Short exercise: How many lines in the records below contain the string "floor"? Reply with the number alone.

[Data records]

+ + + +

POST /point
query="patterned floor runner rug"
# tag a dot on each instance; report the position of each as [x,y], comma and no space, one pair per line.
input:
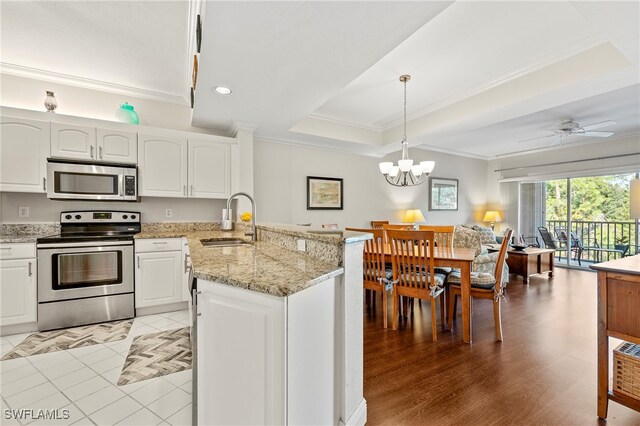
[70,338]
[157,354]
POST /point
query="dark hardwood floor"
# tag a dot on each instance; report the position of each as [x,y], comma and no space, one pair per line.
[543,373]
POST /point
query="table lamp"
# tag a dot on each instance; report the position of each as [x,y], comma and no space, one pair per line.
[634,202]
[492,216]
[413,216]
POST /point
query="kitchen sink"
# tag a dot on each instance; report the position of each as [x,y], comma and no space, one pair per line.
[225,242]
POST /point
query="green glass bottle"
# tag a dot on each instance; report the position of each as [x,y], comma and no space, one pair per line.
[126,114]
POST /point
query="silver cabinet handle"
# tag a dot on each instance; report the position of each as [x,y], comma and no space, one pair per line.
[186,262]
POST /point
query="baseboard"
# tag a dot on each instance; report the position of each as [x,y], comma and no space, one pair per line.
[28,327]
[359,416]
[161,309]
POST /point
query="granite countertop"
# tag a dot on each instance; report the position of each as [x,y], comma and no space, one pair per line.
[261,266]
[26,232]
[19,238]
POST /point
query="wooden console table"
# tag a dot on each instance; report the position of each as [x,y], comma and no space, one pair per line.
[530,261]
[619,317]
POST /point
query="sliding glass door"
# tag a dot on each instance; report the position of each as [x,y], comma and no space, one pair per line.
[587,218]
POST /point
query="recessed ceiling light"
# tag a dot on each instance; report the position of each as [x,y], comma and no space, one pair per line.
[221,90]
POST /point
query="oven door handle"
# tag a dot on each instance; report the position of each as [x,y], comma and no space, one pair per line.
[86,244]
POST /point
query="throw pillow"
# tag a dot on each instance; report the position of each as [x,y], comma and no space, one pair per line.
[468,238]
[486,234]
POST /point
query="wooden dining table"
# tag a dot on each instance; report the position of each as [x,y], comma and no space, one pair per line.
[461,258]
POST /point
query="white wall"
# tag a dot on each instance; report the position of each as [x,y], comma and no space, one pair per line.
[41,209]
[280,186]
[28,93]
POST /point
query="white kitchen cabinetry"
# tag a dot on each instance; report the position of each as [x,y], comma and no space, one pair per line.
[18,291]
[209,169]
[264,359]
[24,148]
[175,167]
[73,141]
[162,166]
[159,272]
[115,146]
[93,144]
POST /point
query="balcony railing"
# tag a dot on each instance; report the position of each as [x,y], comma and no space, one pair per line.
[601,240]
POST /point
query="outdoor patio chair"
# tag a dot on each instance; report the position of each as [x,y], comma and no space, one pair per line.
[549,241]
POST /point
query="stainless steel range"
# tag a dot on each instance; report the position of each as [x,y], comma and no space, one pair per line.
[85,274]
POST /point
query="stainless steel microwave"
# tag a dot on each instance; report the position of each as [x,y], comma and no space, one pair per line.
[96,182]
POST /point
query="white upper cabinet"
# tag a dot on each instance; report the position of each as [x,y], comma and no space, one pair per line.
[175,167]
[117,147]
[162,165]
[209,169]
[73,141]
[93,144]
[24,148]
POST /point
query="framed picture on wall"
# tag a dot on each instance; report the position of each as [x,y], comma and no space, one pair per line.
[324,193]
[443,194]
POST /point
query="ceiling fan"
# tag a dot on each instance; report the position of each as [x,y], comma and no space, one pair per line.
[570,128]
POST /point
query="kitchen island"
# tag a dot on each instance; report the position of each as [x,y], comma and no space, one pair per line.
[279,331]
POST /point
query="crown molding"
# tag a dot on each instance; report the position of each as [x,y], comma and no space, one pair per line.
[87,83]
[308,144]
[316,116]
[235,126]
[560,54]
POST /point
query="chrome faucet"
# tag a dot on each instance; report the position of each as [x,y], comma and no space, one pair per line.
[227,223]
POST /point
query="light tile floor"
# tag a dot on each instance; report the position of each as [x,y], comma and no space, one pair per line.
[83,381]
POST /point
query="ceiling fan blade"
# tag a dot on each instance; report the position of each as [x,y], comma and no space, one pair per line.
[536,138]
[597,134]
[598,125]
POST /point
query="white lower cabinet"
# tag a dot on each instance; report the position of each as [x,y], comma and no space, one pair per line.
[159,272]
[18,286]
[263,359]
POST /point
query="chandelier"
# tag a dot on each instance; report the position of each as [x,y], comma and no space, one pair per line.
[406,173]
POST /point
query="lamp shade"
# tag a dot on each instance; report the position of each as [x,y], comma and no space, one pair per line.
[634,201]
[492,216]
[413,216]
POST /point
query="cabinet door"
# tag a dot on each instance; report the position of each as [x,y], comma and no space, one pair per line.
[209,169]
[186,259]
[18,300]
[162,166]
[241,356]
[158,278]
[24,148]
[117,147]
[74,142]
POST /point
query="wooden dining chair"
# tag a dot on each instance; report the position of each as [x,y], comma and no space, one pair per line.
[375,274]
[330,225]
[483,286]
[413,271]
[442,233]
[377,224]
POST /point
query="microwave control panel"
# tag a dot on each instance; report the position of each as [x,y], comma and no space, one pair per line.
[129,185]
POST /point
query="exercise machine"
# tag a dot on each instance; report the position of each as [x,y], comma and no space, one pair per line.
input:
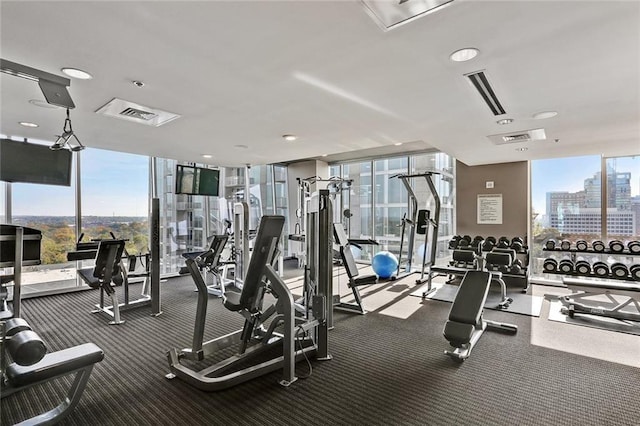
[466,324]
[32,366]
[209,262]
[300,335]
[422,222]
[19,246]
[110,271]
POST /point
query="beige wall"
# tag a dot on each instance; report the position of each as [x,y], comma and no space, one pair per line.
[510,180]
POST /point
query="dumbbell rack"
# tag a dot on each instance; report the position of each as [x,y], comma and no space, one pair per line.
[573,252]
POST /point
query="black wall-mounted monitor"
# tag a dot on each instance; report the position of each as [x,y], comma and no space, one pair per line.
[32,163]
[192,180]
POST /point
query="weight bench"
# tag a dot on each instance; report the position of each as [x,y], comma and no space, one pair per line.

+ + + +

Exercise output: 3